▸ TO BE DONE
Return every record exactly as written.

Pointing dataset excerpts:
[start]

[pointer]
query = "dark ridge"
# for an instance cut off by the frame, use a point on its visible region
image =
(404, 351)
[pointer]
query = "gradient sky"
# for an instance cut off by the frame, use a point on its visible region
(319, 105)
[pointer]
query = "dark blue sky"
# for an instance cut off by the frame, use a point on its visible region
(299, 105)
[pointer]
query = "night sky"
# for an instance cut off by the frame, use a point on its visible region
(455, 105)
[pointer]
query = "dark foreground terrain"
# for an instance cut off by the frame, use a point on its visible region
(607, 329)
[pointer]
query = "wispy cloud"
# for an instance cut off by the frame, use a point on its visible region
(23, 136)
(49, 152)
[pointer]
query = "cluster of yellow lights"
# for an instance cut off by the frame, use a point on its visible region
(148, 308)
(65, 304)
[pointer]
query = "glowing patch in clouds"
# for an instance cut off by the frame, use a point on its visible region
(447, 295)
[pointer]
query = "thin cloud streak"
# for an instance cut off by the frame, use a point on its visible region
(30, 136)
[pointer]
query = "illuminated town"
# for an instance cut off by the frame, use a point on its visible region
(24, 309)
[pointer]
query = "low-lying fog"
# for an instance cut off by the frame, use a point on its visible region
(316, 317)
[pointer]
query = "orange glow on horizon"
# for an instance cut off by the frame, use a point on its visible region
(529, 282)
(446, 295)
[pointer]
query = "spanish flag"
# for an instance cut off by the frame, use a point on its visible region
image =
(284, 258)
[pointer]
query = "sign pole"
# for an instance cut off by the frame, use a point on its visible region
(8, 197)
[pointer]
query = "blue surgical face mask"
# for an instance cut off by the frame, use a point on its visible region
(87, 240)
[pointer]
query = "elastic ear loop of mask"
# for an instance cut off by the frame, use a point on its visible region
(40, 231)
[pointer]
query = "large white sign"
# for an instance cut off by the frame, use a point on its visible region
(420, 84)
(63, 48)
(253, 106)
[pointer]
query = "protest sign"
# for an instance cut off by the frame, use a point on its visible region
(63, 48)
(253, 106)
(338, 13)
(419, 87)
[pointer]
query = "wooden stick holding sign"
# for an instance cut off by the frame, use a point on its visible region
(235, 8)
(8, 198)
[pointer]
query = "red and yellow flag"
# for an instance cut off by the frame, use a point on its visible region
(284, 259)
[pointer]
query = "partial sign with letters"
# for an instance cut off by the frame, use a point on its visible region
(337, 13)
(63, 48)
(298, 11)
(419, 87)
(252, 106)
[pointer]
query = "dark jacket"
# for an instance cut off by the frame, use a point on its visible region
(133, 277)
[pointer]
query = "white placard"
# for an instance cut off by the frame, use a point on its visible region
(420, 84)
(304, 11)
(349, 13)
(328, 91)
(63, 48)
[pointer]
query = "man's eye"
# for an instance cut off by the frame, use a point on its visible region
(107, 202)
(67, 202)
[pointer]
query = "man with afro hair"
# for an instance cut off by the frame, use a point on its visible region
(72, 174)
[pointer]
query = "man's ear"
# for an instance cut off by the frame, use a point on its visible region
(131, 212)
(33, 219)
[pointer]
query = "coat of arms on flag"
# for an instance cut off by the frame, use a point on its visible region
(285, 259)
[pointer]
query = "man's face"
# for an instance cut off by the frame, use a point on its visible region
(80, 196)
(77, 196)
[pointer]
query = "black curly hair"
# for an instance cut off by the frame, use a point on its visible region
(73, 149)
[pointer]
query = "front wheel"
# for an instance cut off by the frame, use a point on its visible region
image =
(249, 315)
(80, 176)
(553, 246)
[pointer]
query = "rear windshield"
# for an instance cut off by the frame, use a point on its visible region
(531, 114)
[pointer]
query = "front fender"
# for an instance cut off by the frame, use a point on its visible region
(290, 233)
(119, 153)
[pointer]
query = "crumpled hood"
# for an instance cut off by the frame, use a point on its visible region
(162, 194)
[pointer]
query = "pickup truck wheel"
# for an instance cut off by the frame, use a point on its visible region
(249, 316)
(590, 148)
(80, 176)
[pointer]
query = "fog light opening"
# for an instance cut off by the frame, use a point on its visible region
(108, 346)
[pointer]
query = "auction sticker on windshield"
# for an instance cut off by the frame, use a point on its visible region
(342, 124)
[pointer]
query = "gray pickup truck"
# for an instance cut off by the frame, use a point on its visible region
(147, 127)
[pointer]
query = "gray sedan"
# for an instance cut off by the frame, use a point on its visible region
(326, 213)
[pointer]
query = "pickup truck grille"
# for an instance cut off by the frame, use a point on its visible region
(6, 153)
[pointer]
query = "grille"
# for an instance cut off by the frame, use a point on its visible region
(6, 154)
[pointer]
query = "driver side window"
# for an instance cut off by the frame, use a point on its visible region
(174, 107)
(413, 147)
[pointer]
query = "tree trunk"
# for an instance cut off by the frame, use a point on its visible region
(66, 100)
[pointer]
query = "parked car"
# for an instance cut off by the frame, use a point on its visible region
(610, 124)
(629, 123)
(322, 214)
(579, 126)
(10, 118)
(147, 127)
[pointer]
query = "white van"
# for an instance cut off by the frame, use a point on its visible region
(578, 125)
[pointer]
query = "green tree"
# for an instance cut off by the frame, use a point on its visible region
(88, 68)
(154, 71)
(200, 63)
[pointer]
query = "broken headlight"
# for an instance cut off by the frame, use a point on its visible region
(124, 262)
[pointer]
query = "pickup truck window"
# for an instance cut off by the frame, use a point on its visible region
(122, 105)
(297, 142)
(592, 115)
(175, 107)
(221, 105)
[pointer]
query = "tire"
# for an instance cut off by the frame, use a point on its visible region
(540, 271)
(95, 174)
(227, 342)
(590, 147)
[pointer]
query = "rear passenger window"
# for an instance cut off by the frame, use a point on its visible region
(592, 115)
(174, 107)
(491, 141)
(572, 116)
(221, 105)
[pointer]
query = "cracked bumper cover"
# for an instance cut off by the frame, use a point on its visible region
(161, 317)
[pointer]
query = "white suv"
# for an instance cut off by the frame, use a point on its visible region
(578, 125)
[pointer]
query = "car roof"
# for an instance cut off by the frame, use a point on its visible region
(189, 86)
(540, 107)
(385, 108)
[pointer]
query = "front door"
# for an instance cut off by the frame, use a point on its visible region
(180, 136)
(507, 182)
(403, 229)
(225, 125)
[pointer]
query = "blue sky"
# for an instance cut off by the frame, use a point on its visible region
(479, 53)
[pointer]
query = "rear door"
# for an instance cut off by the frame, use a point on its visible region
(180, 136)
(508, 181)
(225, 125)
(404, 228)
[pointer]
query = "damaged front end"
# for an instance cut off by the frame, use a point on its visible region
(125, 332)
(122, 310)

[end]

▸ OUTPUT BELOW
[pointer]
query = "dark ridge"
# for an instance cut off by the frame, use a point on its visible region
image =
(404, 351)
[pointer]
query = "gradient sky"
# for an instance cut off by the frame, use a point on its visible region
(319, 105)
[pointer]
query = "dark blue sky"
# for an instance cut off by the frame, use a point on its visible region
(299, 105)
[pointer]
query = "night sky"
# for an instance cut off by the frame, use a point on its visible region
(455, 105)
[pointer]
query = "dark foreground terrain"
# for an instance cut off by the frame, use a point on its visible region
(607, 329)
[pointer]
query = "wispy cloud"
# for an instance cut off by the frame, use a point on its visible region
(23, 136)
(49, 152)
[pointer]
query = "cluster of yellow lights"
# for an instance cut off by the frame, use a point on its visible region
(148, 308)
(65, 304)
[pointer]
query = "glowing patch in clouds"
# for an instance cut off by the frame, use a point on its visible region
(447, 295)
[pointer]
query = "thin cloud streak"
# for an instance cut off by the frame, use a point on its visible region
(30, 136)
[pointer]
query = "illuminated town"
# for an instance cut off by the frame, use a point on its visible region
(24, 309)
[pointer]
query = "low-lying fog"
# for an instance cut off by the frame, use a point on its visible region
(316, 317)
[pointer]
query = "orange glow on horizon"
# for an instance cut off by the frame, use a point on its visible region
(529, 282)
(446, 295)
[pointer]
query = "spanish flag"
# for an instance cut off by the frame, use a point on its visible region
image =
(284, 258)
[pointer]
query = "sign pole"
# for an instance cut off by the frame, use a point on its visible region
(8, 197)
[pointer]
query = "blue surgical face mask"
# for an instance cut off by the frame, use a point on its visible region
(87, 240)
[pointer]
query = "elastic ear loop of mask"
# for an instance cut off by the frame, use a point on its visible region
(40, 231)
[pointer]
query = "large white sign"
# for an instance cut off by the frame, use a point on its visible region
(420, 84)
(63, 48)
(253, 106)
[pointer]
query = "protest sign"
# for an instance cut off by the frame, use a point on its visible region
(63, 48)
(253, 106)
(338, 13)
(419, 87)
[pointer]
query = "wooden stick holding sign"
# for an instance cut off by the frame, use a point on its visible region
(235, 8)
(8, 198)
[pointer]
query = "red and yellow flag"
# for an instance cut off by the frame, use a point on its visible region
(284, 259)
[pointer]
query = "partial sign with letters"
# for an instance cut off by the frame, use a point on its visible region
(337, 13)
(63, 48)
(298, 11)
(419, 87)
(252, 106)
[pointer]
query = "dark jacket"
# for an instance cut off by the frame, use a point on its visible region
(133, 277)
[pointer]
query = "white placard"
# for an instance cut off by the frame, use a point on its visible region
(420, 84)
(304, 11)
(349, 13)
(328, 91)
(63, 48)
[pointer]
query = "man's eye"
# for an instance cut off by the frame, use a point on its visible region
(107, 202)
(67, 202)
[pointer]
query = "man with afro hair"
# for an instance cut off by the frame, use a point on its visible region
(72, 174)
[pointer]
query = "man's ear"
# for an instance cut off by the frame, use a point on its visible region
(131, 212)
(33, 219)
[pointer]
query = "coat of arms on flag"
# for an instance cut off by the frame, use a point on its visible region
(285, 259)
[pointer]
query = "man's face"
# for an instance cut off by the frame, use a point on its visible region
(80, 196)
(77, 196)
[pointer]
query = "black curly hair"
# for an instance cut off by the frame, use a point on its visible region
(73, 149)
[pointer]
query = "front wheel"
# for an instance cut off by the frame, use a point on its visible region
image =
(249, 315)
(80, 176)
(553, 246)
[pointer]
query = "rear windshield"
# for an instance cut off by the frame, use a point on its visible region
(531, 114)
[pointer]
query = "front fender"
# for an instance cut off by the frame, use a point on its visible region
(290, 233)
(119, 153)
[pointer]
query = "crumpled hood"
# for an instance cut off by the frame, use a point on its visible region
(162, 194)
[pointer]
query = "pickup truck wheel"
# for an instance cut off by the frame, use a point on its visible region
(249, 316)
(590, 148)
(80, 176)
[pointer]
query = "fog light opening"
# for an instance cut off by the frame, use a point on its visible region
(108, 346)
[pointer]
query = "auction sticker on windshield"
# for an instance cut off by the frame, use a point on its visible region
(342, 124)
[pointer]
query = "gray pickup truck"
# for an instance cut off by the frame, use a point on its visible region
(147, 127)
[pointer]
query = "gray sedan"
# for an instance cut off by the frame, use a point on its visible region
(326, 213)
[pointer]
query = "pickup truck grille"
# for an instance cut off by the frame, use a point on its visible region
(6, 153)
[pointer]
query = "grille"
# for an instance cut off by the frame, use a point on its visible region
(6, 154)
[pointer]
query = "driver side window"
# for an instance cut off by the frame, use a point on its visible region
(174, 107)
(413, 147)
[pointer]
query = "tree trunk"
# for an instance cut off by the frame, use a point on its visible region
(66, 100)
[pointer]
query = "parked car"
# for an instance cut off by the frame, use a point on its visible region
(610, 124)
(629, 123)
(322, 214)
(579, 126)
(10, 118)
(147, 127)
[pointer]
query = "white van"
# for an instance cut off by the frame, use a point on its visible region
(578, 125)
[pointer]
query = "green tree"
# for an instance cut off by the frame, use a point on its visible region
(88, 68)
(154, 71)
(200, 63)
[pointer]
query = "broken headlight"
# for an instance cut off by the frame, use a point on its visible region
(124, 262)
[pointer]
query = "pickup truck window"
# for an instance cut off by the frame, use a point on its visible region
(122, 105)
(297, 142)
(592, 115)
(175, 107)
(221, 105)
[pointer]
query = "tire"
# for an instance cut off by the frame, use a point on its visible region
(540, 271)
(95, 174)
(227, 342)
(590, 147)
[pointer]
query = "rear passenger window"
# for an instance cut off by the frame, use a point on its visible region
(592, 115)
(174, 107)
(491, 141)
(572, 116)
(221, 105)
[pointer]
query = "cracked bumper cover"
# for an instance cut off by the frame, use a point on its visible region
(161, 317)
[pointer]
query = "white suv"
# for an instance cut off by the frame, use a point on its visible region
(578, 125)
[pointer]
query = "car roof"
# for an instance cut off by the frame, use a point on its visible region
(189, 86)
(540, 107)
(385, 108)
[pointer]
query = "front door"
# for an instance cut off by the frame, use a point on its visible region
(180, 136)
(507, 182)
(403, 229)
(225, 125)
[pointer]
query = "blue sky"
# for an instance cut off by the frame, use a point on its visible region
(479, 53)
[pointer]
query = "rear door"
# for an instance cut off by the frame, use a point on its visible region
(180, 136)
(508, 181)
(225, 125)
(404, 228)
[pointer]
query = "damaged front end"
# for an instance cut off by the frame, use a point on its visible region
(125, 332)
(122, 310)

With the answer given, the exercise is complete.